> _Task_:
Please summarize the passage on homelessness, health care, and Medicaid in two sentences.

> _Text block_:
= = = = = = =
Relationship of Housing to Health Care
Services are less effective when patients are living on the street, in shelters, or “couch surfing.” Addressing social determinants of health — like the lack of housing — must be part of the larger health care conversation. While an illness can cause homelessness, so too can homelessness cause new or exacerbate existing health conditions as well as make it difficult to adhere to medical plans. Ample research demonstrates that accessing housing improves health and lowers costs.
Role of Managed Care
Some aspects of managed care may create barriers to care for homeless patients. When beneficiaries are auto-enrolled into plans or auto-assigned to unfamiliar providers in a distant section of town, they may have difficulty accessing care. In-network providers may not be equipped or inclined to treat the complexities and social issues inherent to homelessness. Requirements for prior authorizations on prescriptions or other services and frequently changing drug formularies also create barriers to timely treatment, especially for behavioral health conditions.
Looking Ahead
Based on the early Medicaid expansion experiences of health care providers serving homeless populations, key areas of focus include:
- Expanding Medicaid. Absent Medicaid expansion, states cannot provide most of the opportunities outlined above.
- Ensuring continuity of enrollment and assignment. HCH enrollment workers are focused on ensuring that clients connect with willing providers of choice and do not “fall off the rolls.”
- Educating providers, clients, and plans. Understanding how to use Medicaid benefits, creating care plans that include covered services, and learning more about the needs of this patient group should be priorities for all stakeholders.
- Sharing data across providers. Improving quality and care coordination demands access to data systems that unite utilization, health outcome, and cost data across all care settings
- Addressing social determinants of health. Health reform offers a renewed opportunity to better connect health outcomes to housing stability.
- Keeping safety net funding streams. Medicaid does not typically cover the broad range of services a homeless population needs, making traditional grant funding critically important to close gaps in services.
- Enhancing workforce capacity. Recruiting and retaining the full range of service providers needed to meet the complex health care needs of vulnerable populations is critical, and requires investments in staff and training.
The early experiences of health care providers serving homeless populations with Medicaid expansion reveal new opportunities for maximizing Medicaid’s role in improving health outcomes, especially for vulnerable and chronically ill populations. As states move forward, these lessons can inform policy and practice decisions.
= = = = = = =
Dataset entries:
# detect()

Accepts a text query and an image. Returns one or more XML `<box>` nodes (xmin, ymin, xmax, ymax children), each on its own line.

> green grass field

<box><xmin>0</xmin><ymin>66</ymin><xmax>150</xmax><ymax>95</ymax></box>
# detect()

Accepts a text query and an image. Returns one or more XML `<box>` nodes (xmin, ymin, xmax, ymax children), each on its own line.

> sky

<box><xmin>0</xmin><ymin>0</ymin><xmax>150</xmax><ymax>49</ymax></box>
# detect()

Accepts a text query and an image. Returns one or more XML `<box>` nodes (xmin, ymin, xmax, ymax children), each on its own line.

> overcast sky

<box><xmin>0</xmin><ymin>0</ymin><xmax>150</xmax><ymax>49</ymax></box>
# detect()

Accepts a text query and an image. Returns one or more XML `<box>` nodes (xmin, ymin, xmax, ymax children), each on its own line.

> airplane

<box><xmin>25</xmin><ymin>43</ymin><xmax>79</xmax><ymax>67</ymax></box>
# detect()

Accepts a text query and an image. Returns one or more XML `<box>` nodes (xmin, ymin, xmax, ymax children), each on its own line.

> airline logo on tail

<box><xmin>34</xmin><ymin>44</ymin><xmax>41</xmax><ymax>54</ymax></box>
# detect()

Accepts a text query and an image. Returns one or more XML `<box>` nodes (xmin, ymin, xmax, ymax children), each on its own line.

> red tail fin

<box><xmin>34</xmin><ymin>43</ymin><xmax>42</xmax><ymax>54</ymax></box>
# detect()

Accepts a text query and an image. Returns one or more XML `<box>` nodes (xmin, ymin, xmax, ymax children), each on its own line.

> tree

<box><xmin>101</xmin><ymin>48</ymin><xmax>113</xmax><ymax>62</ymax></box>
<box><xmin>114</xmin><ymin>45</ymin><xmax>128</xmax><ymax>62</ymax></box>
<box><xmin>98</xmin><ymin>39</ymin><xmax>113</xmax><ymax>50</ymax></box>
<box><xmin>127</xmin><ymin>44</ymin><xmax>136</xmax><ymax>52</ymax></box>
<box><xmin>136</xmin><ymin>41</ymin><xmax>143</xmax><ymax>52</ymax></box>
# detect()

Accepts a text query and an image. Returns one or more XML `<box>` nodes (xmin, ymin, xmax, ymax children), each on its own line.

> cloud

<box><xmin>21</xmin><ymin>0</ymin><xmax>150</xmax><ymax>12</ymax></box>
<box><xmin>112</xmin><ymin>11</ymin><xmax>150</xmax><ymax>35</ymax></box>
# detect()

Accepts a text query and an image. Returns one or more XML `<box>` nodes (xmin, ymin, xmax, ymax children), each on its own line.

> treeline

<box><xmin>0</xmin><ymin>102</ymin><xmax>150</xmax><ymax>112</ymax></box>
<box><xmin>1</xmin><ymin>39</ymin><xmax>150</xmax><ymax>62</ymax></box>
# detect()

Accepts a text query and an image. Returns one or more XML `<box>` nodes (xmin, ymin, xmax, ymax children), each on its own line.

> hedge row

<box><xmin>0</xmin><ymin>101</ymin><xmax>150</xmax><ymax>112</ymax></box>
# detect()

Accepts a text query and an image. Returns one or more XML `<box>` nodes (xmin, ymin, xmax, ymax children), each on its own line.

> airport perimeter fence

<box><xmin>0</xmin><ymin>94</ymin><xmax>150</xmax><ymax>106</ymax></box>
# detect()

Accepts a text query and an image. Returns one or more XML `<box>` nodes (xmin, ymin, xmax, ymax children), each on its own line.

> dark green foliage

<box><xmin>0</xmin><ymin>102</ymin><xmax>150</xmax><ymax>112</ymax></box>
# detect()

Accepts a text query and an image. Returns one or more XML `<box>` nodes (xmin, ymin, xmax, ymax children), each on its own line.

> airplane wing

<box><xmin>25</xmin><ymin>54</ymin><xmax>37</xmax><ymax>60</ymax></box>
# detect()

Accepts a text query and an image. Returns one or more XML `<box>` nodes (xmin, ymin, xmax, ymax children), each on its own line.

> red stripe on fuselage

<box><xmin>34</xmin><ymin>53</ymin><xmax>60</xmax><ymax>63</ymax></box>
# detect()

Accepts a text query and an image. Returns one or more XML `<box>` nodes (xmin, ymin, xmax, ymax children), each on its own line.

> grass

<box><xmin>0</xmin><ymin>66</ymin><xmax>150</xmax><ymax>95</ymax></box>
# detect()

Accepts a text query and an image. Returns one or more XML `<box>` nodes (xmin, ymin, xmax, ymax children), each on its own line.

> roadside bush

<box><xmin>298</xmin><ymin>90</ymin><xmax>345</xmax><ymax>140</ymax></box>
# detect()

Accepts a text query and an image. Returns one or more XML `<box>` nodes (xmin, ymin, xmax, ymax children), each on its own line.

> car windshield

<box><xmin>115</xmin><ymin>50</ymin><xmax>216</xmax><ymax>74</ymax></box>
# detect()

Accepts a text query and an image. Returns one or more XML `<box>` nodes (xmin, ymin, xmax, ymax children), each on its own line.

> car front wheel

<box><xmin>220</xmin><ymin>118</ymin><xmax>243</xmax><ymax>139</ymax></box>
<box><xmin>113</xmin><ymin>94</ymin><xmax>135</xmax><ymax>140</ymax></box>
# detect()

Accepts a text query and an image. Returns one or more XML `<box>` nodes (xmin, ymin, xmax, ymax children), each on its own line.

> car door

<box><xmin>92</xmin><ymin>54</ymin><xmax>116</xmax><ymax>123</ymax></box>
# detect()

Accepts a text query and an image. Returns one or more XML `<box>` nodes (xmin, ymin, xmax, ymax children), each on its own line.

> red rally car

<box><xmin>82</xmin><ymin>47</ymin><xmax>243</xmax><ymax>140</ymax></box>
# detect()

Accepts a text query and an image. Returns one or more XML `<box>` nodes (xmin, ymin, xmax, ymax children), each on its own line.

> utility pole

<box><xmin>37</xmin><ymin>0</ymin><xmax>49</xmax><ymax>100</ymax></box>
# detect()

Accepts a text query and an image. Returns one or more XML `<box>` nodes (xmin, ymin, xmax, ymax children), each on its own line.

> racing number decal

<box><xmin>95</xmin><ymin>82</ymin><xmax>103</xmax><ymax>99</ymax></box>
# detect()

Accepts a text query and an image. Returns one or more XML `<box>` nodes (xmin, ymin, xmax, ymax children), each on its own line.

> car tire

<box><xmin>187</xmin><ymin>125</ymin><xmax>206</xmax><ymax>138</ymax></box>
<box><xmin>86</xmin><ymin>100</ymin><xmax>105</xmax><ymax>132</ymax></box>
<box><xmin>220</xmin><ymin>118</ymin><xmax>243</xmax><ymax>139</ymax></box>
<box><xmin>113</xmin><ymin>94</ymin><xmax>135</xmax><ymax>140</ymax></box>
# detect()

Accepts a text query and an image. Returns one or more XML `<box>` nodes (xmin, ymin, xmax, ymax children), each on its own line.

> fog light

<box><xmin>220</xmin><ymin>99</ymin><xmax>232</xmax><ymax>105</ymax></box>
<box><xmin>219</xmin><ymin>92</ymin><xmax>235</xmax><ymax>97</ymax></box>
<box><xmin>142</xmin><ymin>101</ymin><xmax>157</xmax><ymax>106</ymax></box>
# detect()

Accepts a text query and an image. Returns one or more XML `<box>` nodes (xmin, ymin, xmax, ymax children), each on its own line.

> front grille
= = = = = = =
> _Answer section_:
Homelessness both results from and worsens illness, making care less effective, while some features of managed care, such as auto-assignment to distant providers and prior authorization requirements, create barriers for homeless patients. Early Medicaid expansion experience points to priorities including expanding Medicaid, keeping enrollment continuous, educating stakeholders, sharing data, addressing social determinants like housing, preserving safety net funding, and building workforce capacity.